Work instructions:
Repeat each entry word for word. Leave any images out of the copy.

Natural language region descriptions:
[Start of section]
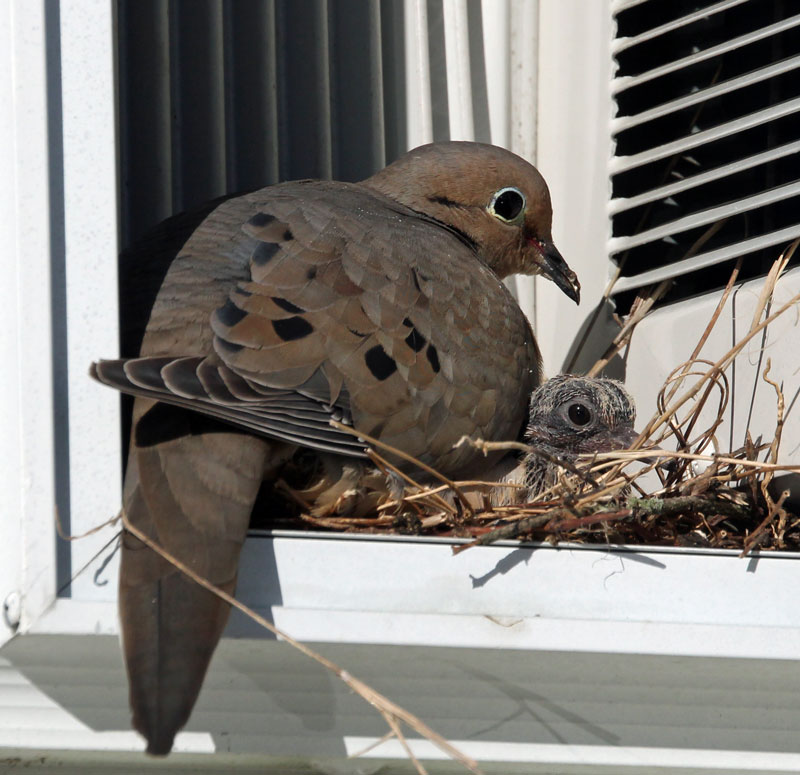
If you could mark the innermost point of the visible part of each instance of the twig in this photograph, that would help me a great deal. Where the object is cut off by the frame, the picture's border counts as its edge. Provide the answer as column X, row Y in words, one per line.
column 408, row 458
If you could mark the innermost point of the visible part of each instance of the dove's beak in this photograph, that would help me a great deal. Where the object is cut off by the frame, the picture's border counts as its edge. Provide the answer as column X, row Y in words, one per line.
column 553, row 266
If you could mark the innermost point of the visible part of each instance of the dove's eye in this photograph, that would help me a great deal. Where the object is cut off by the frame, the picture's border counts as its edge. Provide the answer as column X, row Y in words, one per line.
column 579, row 414
column 508, row 204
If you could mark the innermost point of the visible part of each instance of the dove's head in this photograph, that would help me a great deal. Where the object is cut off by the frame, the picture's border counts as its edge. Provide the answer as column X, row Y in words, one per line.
column 497, row 200
column 574, row 416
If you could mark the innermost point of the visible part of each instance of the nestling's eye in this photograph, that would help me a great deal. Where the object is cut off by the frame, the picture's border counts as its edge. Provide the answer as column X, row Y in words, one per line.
column 508, row 204
column 579, row 414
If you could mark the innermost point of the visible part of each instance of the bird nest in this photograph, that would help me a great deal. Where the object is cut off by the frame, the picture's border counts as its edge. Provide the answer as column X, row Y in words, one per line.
column 675, row 487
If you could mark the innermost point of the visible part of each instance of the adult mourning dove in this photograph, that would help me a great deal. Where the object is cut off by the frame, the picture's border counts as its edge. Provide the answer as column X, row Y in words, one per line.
column 379, row 303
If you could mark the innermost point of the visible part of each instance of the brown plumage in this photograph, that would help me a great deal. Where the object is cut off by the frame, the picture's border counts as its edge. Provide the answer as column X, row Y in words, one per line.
column 379, row 303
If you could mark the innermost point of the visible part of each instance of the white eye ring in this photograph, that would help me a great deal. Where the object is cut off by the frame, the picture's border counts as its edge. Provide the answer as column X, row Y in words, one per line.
column 508, row 205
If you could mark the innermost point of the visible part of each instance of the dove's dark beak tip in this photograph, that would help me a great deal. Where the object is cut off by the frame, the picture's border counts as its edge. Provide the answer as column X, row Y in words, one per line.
column 555, row 268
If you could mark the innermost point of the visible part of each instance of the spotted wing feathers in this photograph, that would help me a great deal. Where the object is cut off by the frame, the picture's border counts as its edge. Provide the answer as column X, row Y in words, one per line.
column 209, row 387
[End of section]
Result of the exercise:
If you could mark the innermost point of the visible part of each instance of the twig in this photograph, that would help me a great deal. Where the object is cut off by the frame, the picture's border counts as its edge. Provide the answer as column X, row Y in words, one per line.
column 408, row 458
If you could mark the innermost point of the visible part of each instance of the dove's beak in this photograph, that would help me a great deal. Where the object is cut off by the frame, the picture's border counts as its edge. Provide the answer as column X, row Y in words, one per line.
column 553, row 266
If you could mark the innermost point of the visible part of each instance of the dove's eye in this photograph, that would help me a great deal. Where the object is cut off by the frame, the picture's border counts as its edge. Provide the answer as column X, row Y in words, one per line.
column 579, row 414
column 508, row 204
If you could mark the innermost point of the visible part of each instance of the dove's head in this photograph, that would help me a great deal. Where the object is cut off by the frame, the picture's border counts as its edge. Provide the answer as column X, row Y in words, one per line.
column 497, row 200
column 574, row 416
If you could mark the innermost point of the visible part of each instance of the nestling's eye in this photograph, that would help me a great deal. Where the object is cut off by the frame, the picture's border counts as its edge. Provide the answer as column X, row Y in words, one per line.
column 508, row 204
column 579, row 414
If you could mark the innermost point of the visible part of each instance of the bird nest in this photograph, that would help me a great deal. Where the object is cut off by the frame, the picture's border counts as its edge. Provide the answer as column X, row Y in words, one per line.
column 675, row 487
If you could mark the innermost point of the visible part of each instance of the adult mourning dove in this photograph, that would help me a great deal. Where the object is cut off by the frame, the picture's border counts as its edge. Provide the answer as column X, row Y in words, one per line.
column 379, row 303
If you could mark the innermost point of the visible part of each instance of the brown plumage in this photograph, that would help me a great deal. Where the object is cut off by the frame, the picture's border counts as its edge. Provide the answer as column X, row Y in words, one per line.
column 379, row 303
If you could mark the innermost point of the visible part of each instance of the white eye ring in this photograph, that would help me a great deal. Where the object is cut off by the frame, the picture's border counts as its edge. Provide the answer as column X, row Y in words, one per line.
column 508, row 205
If you could mark the innermost point of the visible part of each instance of the dove's dark beak tip in this photograph, that would help me a great deal. Where the object is cut off by the frame, the picture's border counts as its edge. Provide the answer as column X, row Y in words, one per line.
column 555, row 268
If you could mark the innermost point of the visible part of each instance of the spotted wing feathers in this photograph, that would help me a great deal. Where the object is cut off by the frame, the picture's border counts as its edge. Provide the answer as column X, row Y in words, one per line.
column 209, row 387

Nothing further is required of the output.